▶ [Activity]:
Pull out each line in the data below that contains the word "positive".

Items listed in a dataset
-------------------------

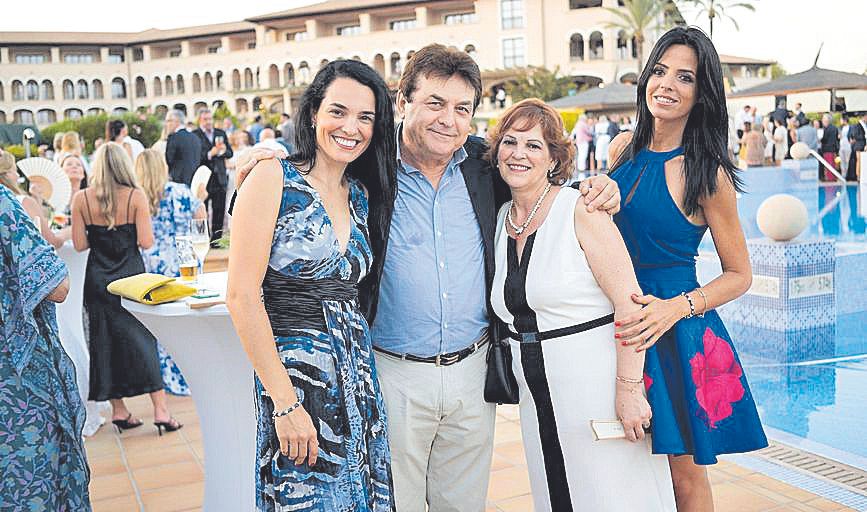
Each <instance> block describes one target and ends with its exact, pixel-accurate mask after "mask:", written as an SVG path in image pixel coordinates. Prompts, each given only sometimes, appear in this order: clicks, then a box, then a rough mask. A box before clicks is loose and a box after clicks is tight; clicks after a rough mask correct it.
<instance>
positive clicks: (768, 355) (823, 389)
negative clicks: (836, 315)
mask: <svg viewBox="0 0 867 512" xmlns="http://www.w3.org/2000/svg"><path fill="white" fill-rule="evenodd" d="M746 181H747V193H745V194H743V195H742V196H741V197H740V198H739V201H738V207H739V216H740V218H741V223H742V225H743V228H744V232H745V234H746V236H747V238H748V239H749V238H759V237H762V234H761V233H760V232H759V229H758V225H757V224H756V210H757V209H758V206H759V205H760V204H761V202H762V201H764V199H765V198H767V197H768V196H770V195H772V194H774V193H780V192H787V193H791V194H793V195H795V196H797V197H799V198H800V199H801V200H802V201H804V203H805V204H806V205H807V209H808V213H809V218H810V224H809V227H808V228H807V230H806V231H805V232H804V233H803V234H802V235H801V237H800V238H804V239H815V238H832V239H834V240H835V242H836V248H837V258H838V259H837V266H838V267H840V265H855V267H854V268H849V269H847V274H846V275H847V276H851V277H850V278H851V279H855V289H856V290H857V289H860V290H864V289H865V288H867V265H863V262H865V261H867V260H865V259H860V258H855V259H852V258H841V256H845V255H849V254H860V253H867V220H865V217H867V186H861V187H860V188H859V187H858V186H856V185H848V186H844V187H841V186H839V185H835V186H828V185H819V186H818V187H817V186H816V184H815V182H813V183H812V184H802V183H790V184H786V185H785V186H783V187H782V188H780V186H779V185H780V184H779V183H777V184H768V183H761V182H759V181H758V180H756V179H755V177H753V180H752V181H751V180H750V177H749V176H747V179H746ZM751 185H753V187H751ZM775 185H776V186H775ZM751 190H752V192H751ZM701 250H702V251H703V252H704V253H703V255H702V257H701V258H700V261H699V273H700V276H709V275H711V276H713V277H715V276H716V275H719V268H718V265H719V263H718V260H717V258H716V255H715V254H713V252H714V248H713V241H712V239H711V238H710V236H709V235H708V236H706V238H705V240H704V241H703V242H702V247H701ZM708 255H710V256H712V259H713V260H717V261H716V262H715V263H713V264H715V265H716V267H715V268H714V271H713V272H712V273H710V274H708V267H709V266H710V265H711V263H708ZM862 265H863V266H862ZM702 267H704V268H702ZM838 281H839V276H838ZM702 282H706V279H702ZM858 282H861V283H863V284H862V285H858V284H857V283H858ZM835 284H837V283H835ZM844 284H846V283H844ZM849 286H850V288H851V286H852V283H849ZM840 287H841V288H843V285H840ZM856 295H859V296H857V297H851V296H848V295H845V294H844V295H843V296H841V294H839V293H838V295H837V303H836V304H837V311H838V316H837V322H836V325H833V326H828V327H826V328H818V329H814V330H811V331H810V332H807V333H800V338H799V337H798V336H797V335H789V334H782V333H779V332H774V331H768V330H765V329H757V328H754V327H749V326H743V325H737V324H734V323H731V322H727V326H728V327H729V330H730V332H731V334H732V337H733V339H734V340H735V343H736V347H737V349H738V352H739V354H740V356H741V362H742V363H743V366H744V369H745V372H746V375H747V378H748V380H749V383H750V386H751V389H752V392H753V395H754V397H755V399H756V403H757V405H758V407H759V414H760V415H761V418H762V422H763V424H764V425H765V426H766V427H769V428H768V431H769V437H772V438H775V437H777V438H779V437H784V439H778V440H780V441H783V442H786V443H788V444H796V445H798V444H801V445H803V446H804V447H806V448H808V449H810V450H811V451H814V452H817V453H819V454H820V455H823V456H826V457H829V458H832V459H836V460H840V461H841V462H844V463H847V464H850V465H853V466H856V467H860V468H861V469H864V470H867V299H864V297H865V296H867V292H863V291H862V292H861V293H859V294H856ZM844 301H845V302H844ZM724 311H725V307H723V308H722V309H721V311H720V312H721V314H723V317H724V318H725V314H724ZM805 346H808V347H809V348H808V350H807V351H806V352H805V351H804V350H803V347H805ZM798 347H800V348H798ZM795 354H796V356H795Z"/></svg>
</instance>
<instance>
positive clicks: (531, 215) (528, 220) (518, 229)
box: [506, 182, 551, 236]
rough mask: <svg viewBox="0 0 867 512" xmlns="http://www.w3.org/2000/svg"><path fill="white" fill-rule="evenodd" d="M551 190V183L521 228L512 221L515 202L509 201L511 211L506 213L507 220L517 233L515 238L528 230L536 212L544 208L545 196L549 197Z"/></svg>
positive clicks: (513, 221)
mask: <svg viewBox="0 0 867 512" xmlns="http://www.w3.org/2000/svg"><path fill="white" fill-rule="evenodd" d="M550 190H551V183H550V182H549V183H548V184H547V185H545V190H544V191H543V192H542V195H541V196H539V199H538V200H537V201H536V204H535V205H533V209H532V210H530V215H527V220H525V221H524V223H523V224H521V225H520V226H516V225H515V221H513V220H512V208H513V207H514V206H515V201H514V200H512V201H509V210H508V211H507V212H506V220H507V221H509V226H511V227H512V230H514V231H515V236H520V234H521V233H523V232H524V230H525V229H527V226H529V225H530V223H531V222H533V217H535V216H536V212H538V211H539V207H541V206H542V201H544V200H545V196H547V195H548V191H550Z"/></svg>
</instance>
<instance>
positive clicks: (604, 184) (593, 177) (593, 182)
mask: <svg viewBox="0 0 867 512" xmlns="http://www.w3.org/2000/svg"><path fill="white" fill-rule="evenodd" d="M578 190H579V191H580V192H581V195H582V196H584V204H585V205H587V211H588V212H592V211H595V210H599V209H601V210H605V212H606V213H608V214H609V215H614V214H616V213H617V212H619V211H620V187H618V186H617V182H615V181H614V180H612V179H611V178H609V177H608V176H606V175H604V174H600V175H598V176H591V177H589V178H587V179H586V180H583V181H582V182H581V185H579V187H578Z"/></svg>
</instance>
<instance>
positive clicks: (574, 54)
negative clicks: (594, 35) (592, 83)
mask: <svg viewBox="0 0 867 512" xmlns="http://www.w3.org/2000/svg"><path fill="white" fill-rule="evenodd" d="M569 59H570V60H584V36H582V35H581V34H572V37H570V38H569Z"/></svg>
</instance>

-------------------------

▶ [Problem solution]:
positive clicks: (768, 355) (823, 389)
positive clicks: (531, 215) (528, 220) (518, 229)
positive clicks: (513, 221)
positive clicks: (604, 184) (593, 177) (593, 182)
positive clicks: (574, 54)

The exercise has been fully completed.